[EXTRAIT]:
★ ★ ★ ★ ★

Les éditions de notoriété publique publient donc le dernier texte poétique que Marc Verhaverbeke ait écrit. Jamais édité à ce jour. Comme un adieu. Cependant, un adieu qui n'en serait pas un, qui ne clôturerait rien, tant le texte laisse flotter une impression d’érosion, d’un effacement abondant en traces, c'est-à-dire les déposant, les produisant. Pas vraiment un dernier texte en somme, bien que le dernier, mais comme la mise en scène de sa disparition, sous l'empreinte d'une trace persistante longtemps après la fin de l’écriture. Et puis aussi, une sorte de pensée du refus de la clôture, affirmant avec force que tout texte demeure toujours en suspens, sinon un suspens.
Ainsi, ce texte qui semblait le dernier en tant qu’adieu à l’écriture poétique, résonne en effet tel une mise en scène, même si le poète paraît s'y effacer dans son propre langage. Car l'un des éléments les plus frappants de cette mise en scène est la manière dont Marc Verhaverbeke se détache du langage : "Je dis les mots à côté, que je vais partir à nouveau du texte" . Certes, il ne s'agit pas ici d’un départ mais de partir du... Partir comme revenir au texte, mais partir tout de même, même s'il s'agit de partir du texte lui-même, dans toute l'ambiguïté de cette formulation, comme si au final, l’écriture devenait un lieu qu’il fallait quitter et non auquel revenir et poursuivre. "Viendra donc ce temps où ne m’accompagneront plus mes personnages." Voyez, on est comme face à une rupture, une séparation. A venir. Mais alors : il ne resterait plus ensuite que le vide à embrasser ? Ou bien n'est-ce qu'une forme de rouerie, le poète exhibant une pensée de l'effacement qui ne ferait que renouer avec l'habitus des siens en écriture, ces poètes qui ont nommé l'exil, fût-il intérieur, comme leur topos où, cessant d'écrire, il(s) ne s'y effacerai(en)t jamais.
Qui ? Eux les poètes ? Ou l'exil ? Ou tel poète, sinon tel p(o)ère à tel fils manqué...
Qu'est-ce que ce recueil orchestre ? La fin de l'écriture ? Vraiment ? Ou le début de la lecture ? La lecture comme résurrection de l'écriture, une fois qu'elle a abandonné son empreinte au bon vouloir de ceux qui, liront ou pas ?

★ ★ ★ ★ ★

[LISTE DE DONNÉES]:
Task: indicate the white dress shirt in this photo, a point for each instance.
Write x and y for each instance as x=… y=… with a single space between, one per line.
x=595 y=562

★ ★ ★ ★ ★

[CONSIGNES]:
[a] Recopiez mot pour mot le passage de l'extrait qui va de "Qu'est-ce que ce" jusqu'à "liront ou pas ?" inclus.
[b] Relevez toutes les questions que pose le dernier paragraphe de l'extrait.
Vous n'aurez pas besoin de la liste.

[RÉSULTATS ATTENDUS]:
[a]
Qu'est-ce que ce recueil orchestre ? La fin de l'écriture ? Vraiment ? Ou le début de la lecture ? La lecture comme résurrection de l'écriture, une fois qu'elle a abandonné son empreinte au bon vouloir de ceux qui, liront ou pas ?

[b]
- Qu'est-ce que ce recueil orchestre ?
- La fin de l'écriture ?
- Vraiment ?
- Ou le début de la lecture ?
- La lecture comme résurrection de l'écriture, une fois qu'elle a abandonné son empreinte au bon vouloir de ceux qui, liront ou pas ?